#### Selected extract:
◇ ◇ ◇ ◇ ◇ ◇ ◇
For example, this is an illegal sequence of instructions, where instruction
3 makes $hi unpredictable:
1. mult $lo<def>, $hi<def>, $2, $3 // $lo<def>, $hi<def> = $2 * $3
2. mflo $4, $lo<use> // $4 <- $lo
3. mtlo $lo<def>, $6 // $lo <- $6. effectively clobbers $hi too.
4. mfhi $5, $hi<use> // $5 <- $hi
5. mthi $hi<def>, $7 // $hi <- $7
6. madd $lo<def>, $hi<def>, $8, $9, $lo<use>, $hi<use> // $lo<def>,
$hi<def> = $2 * $3 + (lo,hi)
Unlike the mtlo instruction in the example above, instruction 5 in the next
example does not clobber $hi:
1. mult $lo<def>, $hi<def>, $2, $3 // $lo<def>, $hi<def> = $2 * $3
2. mflo $4, $lo<use> // $4 <- $lo
3. mfhi $5, $hi<use> // $5 <- $hi
4. mthi $hi<def>, $7 // $hi <- $7.
◇ ◇ ◇ ◇ ◇ ◇ ◇
#### Material provided:
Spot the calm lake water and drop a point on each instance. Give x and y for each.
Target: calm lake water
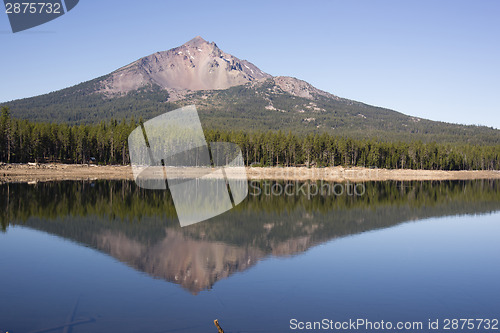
(107, 256)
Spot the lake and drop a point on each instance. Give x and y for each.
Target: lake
(107, 256)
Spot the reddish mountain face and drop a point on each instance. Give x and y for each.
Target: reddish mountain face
(196, 65)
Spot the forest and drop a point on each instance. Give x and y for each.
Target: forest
(23, 141)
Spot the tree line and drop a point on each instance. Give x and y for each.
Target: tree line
(23, 141)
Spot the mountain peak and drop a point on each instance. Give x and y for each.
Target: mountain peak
(195, 65)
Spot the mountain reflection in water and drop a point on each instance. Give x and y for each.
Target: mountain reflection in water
(139, 227)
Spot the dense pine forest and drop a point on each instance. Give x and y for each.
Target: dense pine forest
(24, 141)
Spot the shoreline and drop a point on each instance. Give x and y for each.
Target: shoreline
(28, 173)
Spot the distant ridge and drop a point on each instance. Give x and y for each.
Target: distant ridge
(232, 94)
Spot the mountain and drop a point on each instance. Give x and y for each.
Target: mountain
(196, 65)
(233, 94)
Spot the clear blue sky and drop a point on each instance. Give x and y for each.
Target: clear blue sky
(433, 59)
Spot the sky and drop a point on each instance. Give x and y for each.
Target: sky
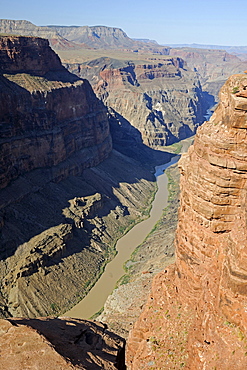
◇ ◇ ◇ ◇ ◇ ◇ ◇
#### Written problem A:
In the text on MIPS instruction sequences, which numbered instruction in the illegal sequence makes $hi unpredictable?
#### Written problem B:
Pull out the part of the text on MIPS instruction sequences from "For example, this" to "clobbers $hi too.", word for word.
The records are unrelated to the text about MIPS instruction sequences and stand on their own.

#### Expected answer A:
Instruction 3, mtlo $lo<def>, $6, makes $hi unpredictable.

#### Expected answer B:
For example, this is an illegal sequence of instructions, where instruction
3 makes $hi unpredictable:
1. mult $lo<def>, $hi<def>, $2, $3 // $lo<def>, $hi<def> = $2 * $3
2. mflo $4, $lo<use> // $4 <- $lo
3. mtlo $lo<def>, $6 // $lo <- $6. effectively clobbers $hi too.